## PAGE EXCERPT
-------

Hon. Lord Alan Hyde Gardner, 2nd Baron
1770-1815. Born on 5 February 1770, he was the eldest of nine sons of Admiral Lord Gardner and of his wife Susannah Hyde Gale. He was the brother of Major-General Hon. William Henry Gardner and of Rear-Admiral Francis Farrington Gardner.
Gardner joined the Navy in 1781 to serve with his father aboard the Duke 90, seeing action and being wounded at the Battle of the Saintes on 12 April 1782.
He was commissioned lieutenant on 12 January 1787, and was promoted commander of the sloop Cygnet 14 on 1 December 1788 whilst on the Jamaican station where his father was the commander-in-chief, his promotion arising as a result of various postings occasioned by the untimely death of Captain Hon. John Whitmore Chetwynd. He was posted captain on 12 November 1790 and upon the arrival of the Daphne 20 at Jamaica he exchanged with Commander Philip Durham into that vessel, his promotion being dated some ten days prior to that of a host of other young officers. In September 1791 he sailed for England via St. Domingo, and he arrived at Portsmouth at the end of October, delivering news of the Negro insurrection on Hispaniola.

-------

## TO BE DONE
1. Answer these from the Gardner biography:
(a) On what date was Gardner born?
(b) At which battle was he wounded?
(c) Which sloop was he promoted to command on 1 December 1788?
2. Name every member of Gardner's family that the Gardner biography identifies by name.

-------

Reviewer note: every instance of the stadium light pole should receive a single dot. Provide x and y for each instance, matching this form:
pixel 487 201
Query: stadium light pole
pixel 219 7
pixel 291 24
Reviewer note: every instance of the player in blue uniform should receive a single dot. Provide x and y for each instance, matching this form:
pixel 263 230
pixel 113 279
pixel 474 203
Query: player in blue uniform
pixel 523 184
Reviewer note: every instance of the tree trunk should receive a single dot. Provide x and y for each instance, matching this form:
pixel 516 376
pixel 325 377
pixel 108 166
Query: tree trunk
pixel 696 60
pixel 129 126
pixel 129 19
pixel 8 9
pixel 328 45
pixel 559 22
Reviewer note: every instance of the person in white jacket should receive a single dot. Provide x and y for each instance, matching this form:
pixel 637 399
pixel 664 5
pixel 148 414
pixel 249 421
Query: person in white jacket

-------

## THE REPLIES
1.
(a) 5 February 1770
(b) The Battle of the Saintes, on 12 April 1782
(c) The Cygnet

2.
- Admiral Lord Gardner (his father)
- Susannah Hyde Gale (his mother)
- Major-General Hon. William Henry Gardner (his brother)
- Rear-Admiral Francis Farrington Gardner (his brother)